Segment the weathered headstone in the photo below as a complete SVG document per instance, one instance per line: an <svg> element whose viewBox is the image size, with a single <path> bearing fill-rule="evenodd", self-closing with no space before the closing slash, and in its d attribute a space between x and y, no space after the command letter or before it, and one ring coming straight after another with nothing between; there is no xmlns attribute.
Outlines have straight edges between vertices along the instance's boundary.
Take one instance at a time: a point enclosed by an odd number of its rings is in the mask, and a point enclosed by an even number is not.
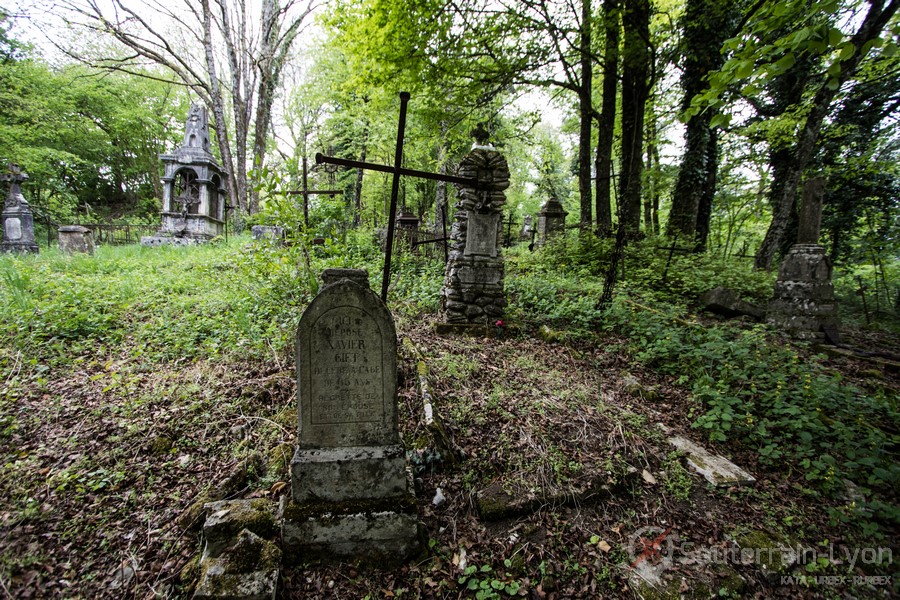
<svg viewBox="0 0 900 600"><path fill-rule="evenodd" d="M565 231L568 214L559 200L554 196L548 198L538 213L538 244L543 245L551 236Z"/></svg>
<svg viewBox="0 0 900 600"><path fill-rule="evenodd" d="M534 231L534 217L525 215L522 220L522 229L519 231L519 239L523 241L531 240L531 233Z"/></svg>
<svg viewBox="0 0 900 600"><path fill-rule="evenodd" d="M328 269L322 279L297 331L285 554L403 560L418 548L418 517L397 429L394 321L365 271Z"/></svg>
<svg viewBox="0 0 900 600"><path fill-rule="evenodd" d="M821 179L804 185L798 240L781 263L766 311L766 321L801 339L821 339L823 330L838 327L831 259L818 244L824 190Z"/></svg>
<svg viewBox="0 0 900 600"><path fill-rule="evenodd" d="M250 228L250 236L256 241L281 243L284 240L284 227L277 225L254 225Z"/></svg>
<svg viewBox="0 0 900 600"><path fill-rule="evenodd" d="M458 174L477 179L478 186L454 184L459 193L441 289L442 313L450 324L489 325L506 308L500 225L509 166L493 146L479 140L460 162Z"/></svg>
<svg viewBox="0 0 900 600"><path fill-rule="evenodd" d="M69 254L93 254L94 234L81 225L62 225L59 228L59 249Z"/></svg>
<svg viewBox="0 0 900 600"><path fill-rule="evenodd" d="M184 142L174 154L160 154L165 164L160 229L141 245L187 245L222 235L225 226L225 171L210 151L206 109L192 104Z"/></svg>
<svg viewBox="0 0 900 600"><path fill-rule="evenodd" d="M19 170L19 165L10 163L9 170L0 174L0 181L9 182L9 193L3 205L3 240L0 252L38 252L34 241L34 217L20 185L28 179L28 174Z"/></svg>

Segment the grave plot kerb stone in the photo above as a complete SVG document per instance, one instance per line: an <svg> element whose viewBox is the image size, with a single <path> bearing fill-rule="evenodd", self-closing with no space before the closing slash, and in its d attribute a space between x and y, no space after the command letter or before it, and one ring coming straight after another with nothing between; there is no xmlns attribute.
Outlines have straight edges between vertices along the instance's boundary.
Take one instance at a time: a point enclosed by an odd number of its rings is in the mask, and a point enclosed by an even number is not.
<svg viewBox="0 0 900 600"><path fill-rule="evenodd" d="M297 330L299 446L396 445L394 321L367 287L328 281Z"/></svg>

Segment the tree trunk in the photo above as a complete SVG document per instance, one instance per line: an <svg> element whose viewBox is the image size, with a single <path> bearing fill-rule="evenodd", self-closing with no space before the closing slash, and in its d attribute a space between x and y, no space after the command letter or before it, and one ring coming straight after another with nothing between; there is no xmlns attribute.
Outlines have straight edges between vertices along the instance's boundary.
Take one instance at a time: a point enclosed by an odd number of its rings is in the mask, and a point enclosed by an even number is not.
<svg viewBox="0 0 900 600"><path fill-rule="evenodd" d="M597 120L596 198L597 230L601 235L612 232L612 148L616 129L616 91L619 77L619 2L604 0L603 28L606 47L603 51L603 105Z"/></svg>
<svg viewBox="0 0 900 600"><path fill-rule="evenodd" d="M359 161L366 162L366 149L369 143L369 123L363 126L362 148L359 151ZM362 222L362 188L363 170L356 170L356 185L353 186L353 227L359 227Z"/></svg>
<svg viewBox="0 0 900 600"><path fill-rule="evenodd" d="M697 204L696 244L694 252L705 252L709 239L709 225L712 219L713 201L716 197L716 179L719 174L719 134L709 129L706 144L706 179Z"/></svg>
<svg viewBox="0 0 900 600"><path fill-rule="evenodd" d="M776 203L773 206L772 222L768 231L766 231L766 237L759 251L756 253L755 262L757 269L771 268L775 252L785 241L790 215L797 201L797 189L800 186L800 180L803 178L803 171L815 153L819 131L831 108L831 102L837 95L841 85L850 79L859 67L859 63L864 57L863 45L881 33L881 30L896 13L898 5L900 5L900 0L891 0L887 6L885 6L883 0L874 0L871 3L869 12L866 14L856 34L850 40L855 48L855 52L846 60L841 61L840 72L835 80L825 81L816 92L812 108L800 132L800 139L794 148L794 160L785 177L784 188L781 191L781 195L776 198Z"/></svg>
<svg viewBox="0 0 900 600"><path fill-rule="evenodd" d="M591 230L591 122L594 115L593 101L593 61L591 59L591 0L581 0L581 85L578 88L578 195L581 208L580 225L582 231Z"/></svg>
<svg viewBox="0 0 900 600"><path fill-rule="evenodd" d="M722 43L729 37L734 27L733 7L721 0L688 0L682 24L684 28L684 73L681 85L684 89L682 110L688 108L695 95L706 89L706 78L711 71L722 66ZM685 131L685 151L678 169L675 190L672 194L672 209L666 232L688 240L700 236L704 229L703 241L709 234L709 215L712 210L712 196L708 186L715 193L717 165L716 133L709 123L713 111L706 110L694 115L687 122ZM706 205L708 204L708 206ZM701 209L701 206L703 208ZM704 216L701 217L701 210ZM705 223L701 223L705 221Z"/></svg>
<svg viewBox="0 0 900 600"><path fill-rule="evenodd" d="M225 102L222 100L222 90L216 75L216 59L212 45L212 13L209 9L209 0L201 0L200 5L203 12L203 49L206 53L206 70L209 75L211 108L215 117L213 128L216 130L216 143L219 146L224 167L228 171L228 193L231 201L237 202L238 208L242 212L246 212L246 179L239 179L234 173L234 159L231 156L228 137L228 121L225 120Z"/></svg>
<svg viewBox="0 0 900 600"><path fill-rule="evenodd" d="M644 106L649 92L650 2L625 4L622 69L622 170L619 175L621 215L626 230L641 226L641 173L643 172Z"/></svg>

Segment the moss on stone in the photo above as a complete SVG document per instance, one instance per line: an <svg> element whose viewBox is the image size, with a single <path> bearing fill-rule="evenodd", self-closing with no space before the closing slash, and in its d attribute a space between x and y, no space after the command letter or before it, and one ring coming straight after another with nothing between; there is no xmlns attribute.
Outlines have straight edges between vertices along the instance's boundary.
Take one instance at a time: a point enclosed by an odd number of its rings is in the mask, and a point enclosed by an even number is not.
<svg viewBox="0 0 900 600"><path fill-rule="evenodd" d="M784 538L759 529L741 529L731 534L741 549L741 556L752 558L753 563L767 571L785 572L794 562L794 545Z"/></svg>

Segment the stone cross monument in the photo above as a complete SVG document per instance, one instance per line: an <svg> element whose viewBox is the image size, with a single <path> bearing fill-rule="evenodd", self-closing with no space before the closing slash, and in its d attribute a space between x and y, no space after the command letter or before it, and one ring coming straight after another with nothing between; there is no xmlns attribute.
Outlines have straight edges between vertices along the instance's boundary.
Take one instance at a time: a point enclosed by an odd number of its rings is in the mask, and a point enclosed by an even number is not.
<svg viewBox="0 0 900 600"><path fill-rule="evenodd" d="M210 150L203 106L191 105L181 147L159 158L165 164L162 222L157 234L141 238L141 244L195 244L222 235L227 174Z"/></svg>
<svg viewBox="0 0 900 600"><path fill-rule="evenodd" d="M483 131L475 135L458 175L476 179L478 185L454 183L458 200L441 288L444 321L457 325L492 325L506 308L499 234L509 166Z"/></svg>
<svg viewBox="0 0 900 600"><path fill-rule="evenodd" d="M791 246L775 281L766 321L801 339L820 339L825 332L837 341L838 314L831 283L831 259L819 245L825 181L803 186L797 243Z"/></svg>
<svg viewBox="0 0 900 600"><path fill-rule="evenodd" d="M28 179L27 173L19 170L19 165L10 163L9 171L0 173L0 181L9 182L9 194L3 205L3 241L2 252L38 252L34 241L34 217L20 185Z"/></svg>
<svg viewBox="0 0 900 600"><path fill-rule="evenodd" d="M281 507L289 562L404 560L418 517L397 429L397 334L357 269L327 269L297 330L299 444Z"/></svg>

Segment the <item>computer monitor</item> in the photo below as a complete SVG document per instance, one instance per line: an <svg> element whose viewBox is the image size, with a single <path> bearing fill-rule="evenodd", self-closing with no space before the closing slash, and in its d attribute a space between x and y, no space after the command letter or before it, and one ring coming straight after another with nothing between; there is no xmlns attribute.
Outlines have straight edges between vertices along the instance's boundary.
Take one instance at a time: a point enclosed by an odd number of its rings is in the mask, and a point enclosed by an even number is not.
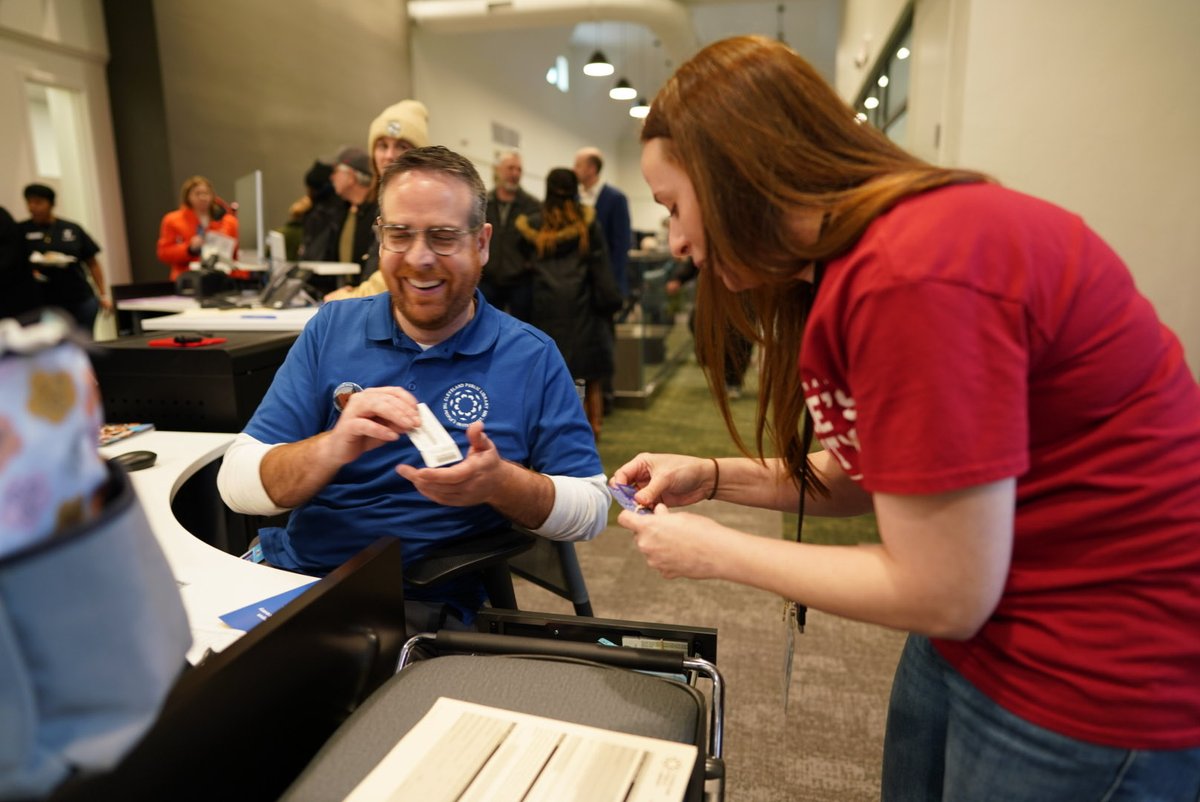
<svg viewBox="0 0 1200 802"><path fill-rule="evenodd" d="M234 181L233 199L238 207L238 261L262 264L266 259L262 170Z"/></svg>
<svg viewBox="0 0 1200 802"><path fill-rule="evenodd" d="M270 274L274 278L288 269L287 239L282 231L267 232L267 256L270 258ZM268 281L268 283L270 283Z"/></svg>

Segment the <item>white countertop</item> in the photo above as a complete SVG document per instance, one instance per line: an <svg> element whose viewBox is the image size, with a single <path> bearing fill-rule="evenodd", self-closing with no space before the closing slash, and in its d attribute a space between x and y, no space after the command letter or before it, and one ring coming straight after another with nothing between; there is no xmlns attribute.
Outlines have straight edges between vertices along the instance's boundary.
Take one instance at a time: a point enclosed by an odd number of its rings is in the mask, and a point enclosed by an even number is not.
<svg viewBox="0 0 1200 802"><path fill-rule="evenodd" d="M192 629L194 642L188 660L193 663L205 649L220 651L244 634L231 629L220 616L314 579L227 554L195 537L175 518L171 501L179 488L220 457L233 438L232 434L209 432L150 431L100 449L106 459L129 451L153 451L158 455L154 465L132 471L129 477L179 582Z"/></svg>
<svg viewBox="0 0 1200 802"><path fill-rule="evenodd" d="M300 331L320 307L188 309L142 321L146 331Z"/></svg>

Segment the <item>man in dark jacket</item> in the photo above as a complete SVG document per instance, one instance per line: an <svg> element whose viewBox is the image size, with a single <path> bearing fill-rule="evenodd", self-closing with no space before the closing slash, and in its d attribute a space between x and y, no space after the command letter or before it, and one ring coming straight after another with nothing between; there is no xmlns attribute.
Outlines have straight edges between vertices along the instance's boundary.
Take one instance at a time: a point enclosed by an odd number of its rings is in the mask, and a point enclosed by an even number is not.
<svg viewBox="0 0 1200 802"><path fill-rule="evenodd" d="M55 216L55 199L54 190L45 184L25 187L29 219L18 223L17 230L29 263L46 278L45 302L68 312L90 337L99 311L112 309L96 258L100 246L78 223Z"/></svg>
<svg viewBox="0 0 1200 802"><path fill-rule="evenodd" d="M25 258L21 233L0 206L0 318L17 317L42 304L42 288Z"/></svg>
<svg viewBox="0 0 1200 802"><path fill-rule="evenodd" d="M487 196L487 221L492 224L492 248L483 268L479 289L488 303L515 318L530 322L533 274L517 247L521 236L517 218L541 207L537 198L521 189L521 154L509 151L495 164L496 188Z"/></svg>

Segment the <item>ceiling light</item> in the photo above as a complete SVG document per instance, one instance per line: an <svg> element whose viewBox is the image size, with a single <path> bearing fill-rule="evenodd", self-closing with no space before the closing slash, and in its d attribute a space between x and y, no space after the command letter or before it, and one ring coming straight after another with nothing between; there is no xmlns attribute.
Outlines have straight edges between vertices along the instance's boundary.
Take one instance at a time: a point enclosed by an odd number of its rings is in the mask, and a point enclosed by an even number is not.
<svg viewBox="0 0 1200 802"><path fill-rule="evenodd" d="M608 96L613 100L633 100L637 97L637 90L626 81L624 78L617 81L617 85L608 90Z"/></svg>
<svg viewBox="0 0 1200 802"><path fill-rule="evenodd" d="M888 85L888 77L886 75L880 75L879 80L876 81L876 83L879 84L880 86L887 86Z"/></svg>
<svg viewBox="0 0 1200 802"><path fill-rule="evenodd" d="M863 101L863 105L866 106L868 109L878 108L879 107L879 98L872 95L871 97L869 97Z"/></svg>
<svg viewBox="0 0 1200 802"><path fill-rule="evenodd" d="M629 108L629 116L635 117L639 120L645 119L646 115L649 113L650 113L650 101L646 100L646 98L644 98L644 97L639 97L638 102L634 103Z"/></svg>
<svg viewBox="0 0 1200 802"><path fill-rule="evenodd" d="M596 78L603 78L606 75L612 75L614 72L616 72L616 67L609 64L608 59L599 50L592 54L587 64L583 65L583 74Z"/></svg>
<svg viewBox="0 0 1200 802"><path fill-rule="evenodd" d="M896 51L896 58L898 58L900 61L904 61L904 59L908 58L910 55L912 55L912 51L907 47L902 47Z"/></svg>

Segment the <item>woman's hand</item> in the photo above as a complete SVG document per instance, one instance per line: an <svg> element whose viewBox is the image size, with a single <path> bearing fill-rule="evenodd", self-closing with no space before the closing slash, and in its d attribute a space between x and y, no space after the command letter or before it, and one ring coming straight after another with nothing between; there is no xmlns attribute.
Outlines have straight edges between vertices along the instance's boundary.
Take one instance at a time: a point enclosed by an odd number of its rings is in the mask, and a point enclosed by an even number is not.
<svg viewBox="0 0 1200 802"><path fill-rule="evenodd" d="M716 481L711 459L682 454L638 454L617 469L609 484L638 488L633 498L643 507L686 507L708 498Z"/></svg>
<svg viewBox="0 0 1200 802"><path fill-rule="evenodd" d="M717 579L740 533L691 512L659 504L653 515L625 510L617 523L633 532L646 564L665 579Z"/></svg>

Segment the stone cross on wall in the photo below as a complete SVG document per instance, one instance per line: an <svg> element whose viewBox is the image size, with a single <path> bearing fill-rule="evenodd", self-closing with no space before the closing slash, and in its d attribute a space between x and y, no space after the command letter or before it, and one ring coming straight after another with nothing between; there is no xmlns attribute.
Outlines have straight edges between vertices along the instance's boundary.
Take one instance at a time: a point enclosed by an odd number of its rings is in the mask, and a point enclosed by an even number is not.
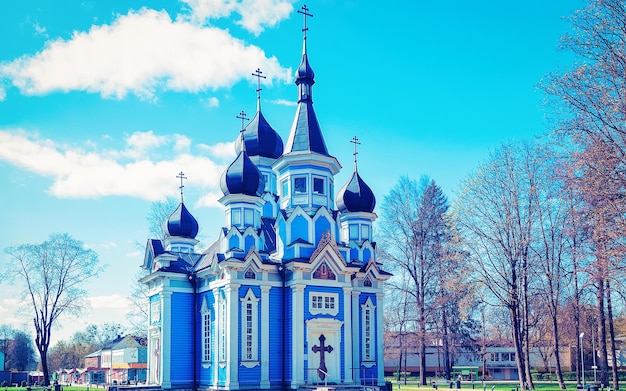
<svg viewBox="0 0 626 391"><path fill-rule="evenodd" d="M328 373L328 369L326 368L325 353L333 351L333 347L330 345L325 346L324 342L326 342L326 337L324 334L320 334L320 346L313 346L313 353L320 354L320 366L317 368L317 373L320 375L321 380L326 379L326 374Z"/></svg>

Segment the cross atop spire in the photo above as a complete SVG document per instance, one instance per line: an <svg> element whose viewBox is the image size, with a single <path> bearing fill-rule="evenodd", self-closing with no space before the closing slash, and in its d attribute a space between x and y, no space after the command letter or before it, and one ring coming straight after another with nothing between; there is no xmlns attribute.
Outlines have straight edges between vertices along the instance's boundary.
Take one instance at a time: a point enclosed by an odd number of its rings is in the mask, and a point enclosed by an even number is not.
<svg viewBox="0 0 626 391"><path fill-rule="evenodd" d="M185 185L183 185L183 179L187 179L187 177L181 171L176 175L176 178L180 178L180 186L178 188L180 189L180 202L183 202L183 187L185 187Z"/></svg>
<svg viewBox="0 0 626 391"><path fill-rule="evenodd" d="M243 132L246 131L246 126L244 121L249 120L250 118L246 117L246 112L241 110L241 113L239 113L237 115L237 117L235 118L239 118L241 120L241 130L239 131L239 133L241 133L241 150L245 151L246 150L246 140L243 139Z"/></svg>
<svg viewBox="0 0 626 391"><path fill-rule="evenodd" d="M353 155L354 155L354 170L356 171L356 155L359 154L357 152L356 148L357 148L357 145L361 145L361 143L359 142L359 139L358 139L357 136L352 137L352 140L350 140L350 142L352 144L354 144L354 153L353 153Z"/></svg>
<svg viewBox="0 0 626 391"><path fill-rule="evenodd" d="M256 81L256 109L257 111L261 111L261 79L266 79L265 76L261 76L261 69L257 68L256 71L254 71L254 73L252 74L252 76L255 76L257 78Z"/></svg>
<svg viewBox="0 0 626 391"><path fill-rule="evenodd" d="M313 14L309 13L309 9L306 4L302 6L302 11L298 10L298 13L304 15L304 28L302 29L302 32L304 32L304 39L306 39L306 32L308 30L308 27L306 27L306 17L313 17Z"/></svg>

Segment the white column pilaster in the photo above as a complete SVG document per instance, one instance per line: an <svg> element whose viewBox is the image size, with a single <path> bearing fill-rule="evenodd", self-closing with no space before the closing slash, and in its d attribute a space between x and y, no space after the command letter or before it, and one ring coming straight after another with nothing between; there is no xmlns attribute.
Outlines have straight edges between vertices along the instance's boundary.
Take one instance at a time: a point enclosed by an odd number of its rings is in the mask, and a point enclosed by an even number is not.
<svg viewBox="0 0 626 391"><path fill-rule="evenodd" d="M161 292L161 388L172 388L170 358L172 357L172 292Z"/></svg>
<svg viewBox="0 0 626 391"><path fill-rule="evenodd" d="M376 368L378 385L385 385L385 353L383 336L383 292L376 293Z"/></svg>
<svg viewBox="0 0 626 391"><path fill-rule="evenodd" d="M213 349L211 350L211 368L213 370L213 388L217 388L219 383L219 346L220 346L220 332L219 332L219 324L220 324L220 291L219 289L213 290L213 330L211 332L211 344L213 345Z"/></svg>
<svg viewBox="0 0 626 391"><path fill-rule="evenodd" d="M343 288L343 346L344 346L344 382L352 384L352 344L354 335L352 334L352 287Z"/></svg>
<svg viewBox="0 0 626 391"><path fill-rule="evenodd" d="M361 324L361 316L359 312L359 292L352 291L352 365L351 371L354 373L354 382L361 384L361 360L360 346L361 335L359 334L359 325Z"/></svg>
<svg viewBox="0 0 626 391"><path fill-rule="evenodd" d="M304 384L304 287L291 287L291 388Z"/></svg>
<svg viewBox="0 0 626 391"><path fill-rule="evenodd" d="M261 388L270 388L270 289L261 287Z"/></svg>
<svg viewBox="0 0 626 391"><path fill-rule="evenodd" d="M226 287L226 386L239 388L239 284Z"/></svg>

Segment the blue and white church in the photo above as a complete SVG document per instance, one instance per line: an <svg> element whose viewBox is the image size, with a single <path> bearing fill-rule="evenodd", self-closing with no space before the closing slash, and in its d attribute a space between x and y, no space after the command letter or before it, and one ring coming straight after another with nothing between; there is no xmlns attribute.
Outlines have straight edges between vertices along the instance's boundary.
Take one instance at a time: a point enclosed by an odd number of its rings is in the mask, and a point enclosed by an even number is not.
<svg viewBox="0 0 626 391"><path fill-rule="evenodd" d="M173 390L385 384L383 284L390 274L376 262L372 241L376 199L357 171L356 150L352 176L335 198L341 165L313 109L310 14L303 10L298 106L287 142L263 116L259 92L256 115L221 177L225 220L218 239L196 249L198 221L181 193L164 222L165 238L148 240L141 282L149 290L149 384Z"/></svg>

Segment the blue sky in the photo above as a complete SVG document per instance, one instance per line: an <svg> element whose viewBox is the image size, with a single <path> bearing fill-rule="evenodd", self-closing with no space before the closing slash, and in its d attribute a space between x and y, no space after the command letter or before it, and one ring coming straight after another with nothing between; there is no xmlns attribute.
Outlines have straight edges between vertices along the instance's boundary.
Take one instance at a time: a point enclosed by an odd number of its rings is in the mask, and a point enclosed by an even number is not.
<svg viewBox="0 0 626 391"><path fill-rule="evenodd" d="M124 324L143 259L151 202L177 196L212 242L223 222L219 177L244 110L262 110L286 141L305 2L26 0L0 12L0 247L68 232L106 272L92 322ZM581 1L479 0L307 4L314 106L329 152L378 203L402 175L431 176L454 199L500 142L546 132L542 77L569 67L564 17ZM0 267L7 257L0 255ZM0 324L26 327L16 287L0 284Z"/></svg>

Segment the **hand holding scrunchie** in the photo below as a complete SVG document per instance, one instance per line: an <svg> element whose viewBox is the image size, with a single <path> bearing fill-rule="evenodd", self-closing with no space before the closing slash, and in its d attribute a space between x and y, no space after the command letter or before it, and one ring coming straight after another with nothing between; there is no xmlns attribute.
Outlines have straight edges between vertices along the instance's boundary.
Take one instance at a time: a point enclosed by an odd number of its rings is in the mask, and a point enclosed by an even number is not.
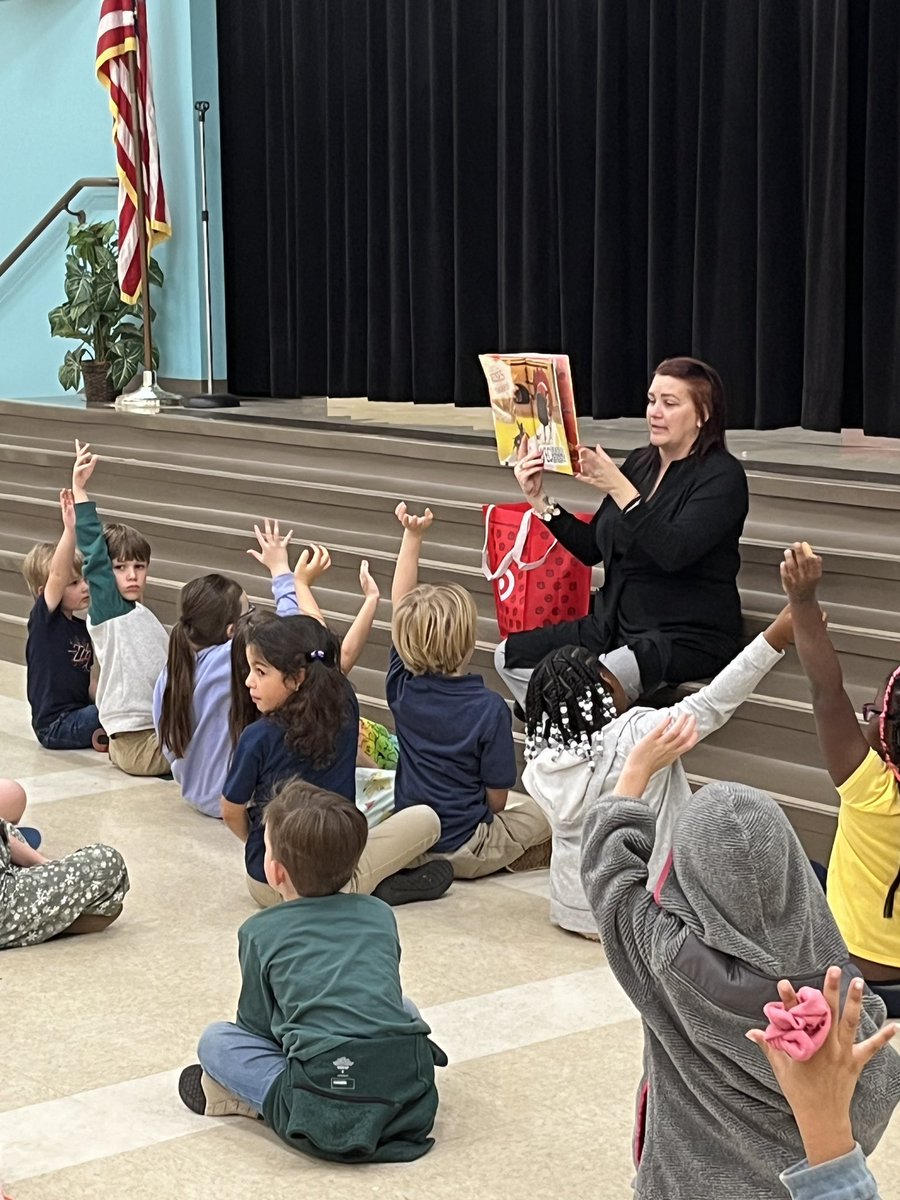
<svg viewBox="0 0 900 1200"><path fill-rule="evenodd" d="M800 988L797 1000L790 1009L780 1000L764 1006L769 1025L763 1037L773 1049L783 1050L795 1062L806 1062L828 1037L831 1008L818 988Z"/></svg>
____________
__What needs to be done__.
Filter the entries and copy out every line with the word "hand".

__Task output__.
Segment the <item>woman's hand</item> in the photo above as a complete SVG document per instance, one instance per line: an <svg> element whose viewBox is the image size, with a single <path> bearing fill-rule="evenodd", self-closing with no space before the closing slash, and in its d attribute a space between x and y, no space after the command letter or before it, and one ring coming straight after another with nothing between; there is no xmlns attribute.
Segment the **hand holding scrunchie** in the photo below as a complete SVG document per instance, one instance per line: an <svg> element whose viewBox is the image size, with a single <path> bearing fill-rule="evenodd", self-closing with no space before the closing slash, and in its d attribute a space between x and y, no space after the command letter or before it, and one ring coming straight after another with nothing between; there is no xmlns attribute.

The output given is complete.